TASK INPUTS:

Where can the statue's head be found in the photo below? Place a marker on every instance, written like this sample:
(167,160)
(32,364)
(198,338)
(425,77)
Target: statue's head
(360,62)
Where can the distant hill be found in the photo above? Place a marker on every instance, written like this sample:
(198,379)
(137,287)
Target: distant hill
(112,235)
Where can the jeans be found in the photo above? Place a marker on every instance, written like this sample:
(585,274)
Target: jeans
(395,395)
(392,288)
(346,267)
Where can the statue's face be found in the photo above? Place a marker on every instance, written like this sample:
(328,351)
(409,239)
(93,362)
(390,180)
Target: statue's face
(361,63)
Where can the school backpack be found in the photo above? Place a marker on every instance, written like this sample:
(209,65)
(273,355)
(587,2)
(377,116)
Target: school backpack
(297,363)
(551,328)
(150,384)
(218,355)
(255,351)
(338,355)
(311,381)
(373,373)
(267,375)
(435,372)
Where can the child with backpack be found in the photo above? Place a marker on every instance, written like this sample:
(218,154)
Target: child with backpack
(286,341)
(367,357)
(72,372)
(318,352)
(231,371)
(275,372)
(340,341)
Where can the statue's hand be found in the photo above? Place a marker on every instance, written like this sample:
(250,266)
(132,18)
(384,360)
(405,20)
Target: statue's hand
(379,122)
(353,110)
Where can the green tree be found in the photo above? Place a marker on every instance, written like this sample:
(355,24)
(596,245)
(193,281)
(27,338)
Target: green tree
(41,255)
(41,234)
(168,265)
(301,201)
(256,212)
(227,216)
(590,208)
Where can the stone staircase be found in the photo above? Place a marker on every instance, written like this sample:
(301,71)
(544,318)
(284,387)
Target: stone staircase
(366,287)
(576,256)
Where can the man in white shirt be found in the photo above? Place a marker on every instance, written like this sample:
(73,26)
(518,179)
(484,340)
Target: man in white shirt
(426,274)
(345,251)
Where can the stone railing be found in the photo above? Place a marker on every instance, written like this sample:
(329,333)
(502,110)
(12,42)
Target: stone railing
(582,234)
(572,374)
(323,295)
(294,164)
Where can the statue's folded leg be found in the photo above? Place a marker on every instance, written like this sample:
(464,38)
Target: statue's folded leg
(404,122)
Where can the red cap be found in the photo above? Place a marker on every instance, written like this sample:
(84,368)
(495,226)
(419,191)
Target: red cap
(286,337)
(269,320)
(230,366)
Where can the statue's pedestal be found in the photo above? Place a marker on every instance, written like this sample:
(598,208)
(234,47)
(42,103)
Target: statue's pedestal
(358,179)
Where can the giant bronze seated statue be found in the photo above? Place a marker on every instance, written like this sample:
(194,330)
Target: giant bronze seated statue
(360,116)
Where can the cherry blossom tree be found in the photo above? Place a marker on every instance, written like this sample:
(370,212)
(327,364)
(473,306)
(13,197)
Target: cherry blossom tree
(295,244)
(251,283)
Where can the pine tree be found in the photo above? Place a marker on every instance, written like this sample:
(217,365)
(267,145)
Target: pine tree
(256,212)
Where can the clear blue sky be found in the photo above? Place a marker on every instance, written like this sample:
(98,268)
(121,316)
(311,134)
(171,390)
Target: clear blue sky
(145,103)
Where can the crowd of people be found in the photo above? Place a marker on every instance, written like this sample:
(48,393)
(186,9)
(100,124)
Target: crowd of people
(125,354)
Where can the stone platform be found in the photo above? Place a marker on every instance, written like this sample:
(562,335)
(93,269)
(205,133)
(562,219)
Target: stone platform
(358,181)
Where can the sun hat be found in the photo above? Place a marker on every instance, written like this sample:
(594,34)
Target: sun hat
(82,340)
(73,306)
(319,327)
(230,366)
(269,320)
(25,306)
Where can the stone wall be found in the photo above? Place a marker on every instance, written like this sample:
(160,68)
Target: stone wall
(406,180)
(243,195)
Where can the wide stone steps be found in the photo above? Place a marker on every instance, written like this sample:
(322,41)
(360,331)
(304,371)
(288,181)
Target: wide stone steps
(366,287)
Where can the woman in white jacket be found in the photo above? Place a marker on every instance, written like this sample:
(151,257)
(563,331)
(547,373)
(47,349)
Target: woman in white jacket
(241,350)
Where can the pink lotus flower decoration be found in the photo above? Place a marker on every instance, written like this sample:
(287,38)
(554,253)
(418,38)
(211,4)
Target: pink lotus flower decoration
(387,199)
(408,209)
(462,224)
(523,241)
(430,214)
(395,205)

TASK GOAL: The expected output is the complete data, repeated exactly.

WRITTEN REPLY:
Where can the statue's head be found in the photo below? Place a marker on every instance, written like this sample:
(167,160)
(32,364)
(198,338)
(425,77)
Target: statue's head
(360,62)
Where can the distant hill be found in the photo above? Place a marker on every instance, written like this sample:
(198,379)
(137,287)
Target: distant hill
(112,235)
Where can the jeans be found in the photo above? Place a marker on every instance, written like this sample:
(585,274)
Target: jeans
(395,395)
(392,288)
(346,267)
Where can the statue's face be found in the photo above? Place a marker on every instance, written like this sample:
(328,351)
(409,239)
(93,362)
(390,180)
Target: statue's face
(361,63)
Where can the school backpack be found in the photo above? Place a marker on every instance, written like this sample:
(209,65)
(273,355)
(587,2)
(377,116)
Target: school backpack
(297,363)
(551,328)
(150,384)
(218,355)
(255,351)
(338,355)
(311,381)
(373,373)
(267,375)
(435,372)
Where can the child with backpack be found in the photo above? Place a marker on every instance, written like this sample:
(218,154)
Target: child with backpack
(286,341)
(367,357)
(72,372)
(318,352)
(231,371)
(275,372)
(340,341)
Where can the statue's hand be found in the photo above? Place a marker on every instance, written like this sample:
(250,266)
(132,18)
(384,360)
(405,20)
Target: statue's hand
(379,122)
(353,110)
Where can the green tree be found in the photo above? Place a marker on every instance, written like this sample:
(355,24)
(596,245)
(193,281)
(27,338)
Target: green tree
(41,255)
(41,234)
(168,265)
(301,201)
(256,212)
(227,216)
(590,208)
Where can the stone staircase be found in the photo above? Place a marker on every instance, written like this sample:
(301,71)
(544,318)
(284,387)
Target: stone staircase
(366,287)
(576,256)
Where can the man in white shirt be found in the photo above? Place a marker on every instance, written like this sample:
(73,26)
(518,179)
(484,340)
Target: man in white shirt
(426,274)
(345,251)
Where can the stone railing be found in the photo above? Place a marker on every instance, written like this sample:
(329,333)
(502,110)
(12,42)
Target: stone railing
(582,234)
(572,374)
(323,295)
(294,164)
Where can the statue's folded leg be found in the photo above? Place a marker on every instance, written like this sample:
(464,38)
Target: statue's folded leg
(404,122)
Where can the red cap be found in the photo above? Place a marker on every instance, written like this sample:
(84,368)
(495,226)
(419,191)
Target: red cap
(286,337)
(269,320)
(230,366)
Where can the statue's pedestal be found in the photo above? Place a marker on every instance, written like this sample:
(598,208)
(234,47)
(42,103)
Target: statue's pedestal
(358,179)
Where can the giant bronze seated statue be found in the photo above? Place a marker on every instance, written like this sample:
(194,330)
Target: giant bronze seated statue
(360,116)
Where can the cherry blossom tree be found in the photo above? Place a marker on every instance, written like this sample:
(370,212)
(327,364)
(473,306)
(13,197)
Target: cherry blossom tree
(295,244)
(251,283)
Where can the pine tree be found in the photo above? Place a marker on every instance, written like this sample:
(217,365)
(267,145)
Target: pine tree
(256,212)
Where can the clear blue sky be found in the photo above? Place a marker on every instance, written like this sample:
(98,268)
(121,316)
(311,134)
(171,390)
Target: clear blue sky
(145,103)
Where can the crowd of people be found in the photo above? Place a marker on every instance, written like this sample:
(48,393)
(186,9)
(100,124)
Target: crowd of people
(125,354)
Where can the stone platform be found in the photo above? Place a marker on every instance, written like this sample:
(562,335)
(93,269)
(205,133)
(562,219)
Target: stone platform
(358,181)
Where can the sun hat be found in the photo above? Place a marker on every instance, written like this sample:
(594,34)
Target: sun hat
(82,340)
(73,306)
(319,327)
(230,366)
(269,320)
(25,306)
Where can the stone wall be found in the photo above? Place a marker on every instance, written like this sample:
(160,68)
Target: stone wall
(406,180)
(243,195)
Where can the wide stone steps be found in the photo above? Place a marker on every instance, written like this sample:
(322,41)
(360,331)
(304,371)
(288,181)
Target: wide stone steps
(366,287)
Where can the woman in white jacket be found in the photo above? Place a marker on every instance, written like this sample:
(151,257)
(563,331)
(547,373)
(47,349)
Target: woman in white jacket
(241,350)
Where can the pink lotus flower decoration be found in the photo above? Place a marker on every instance, written like this sample:
(287,38)
(554,253)
(418,38)
(211,4)
Target: pink lotus flower decoration
(387,199)
(408,209)
(462,224)
(523,241)
(430,214)
(395,205)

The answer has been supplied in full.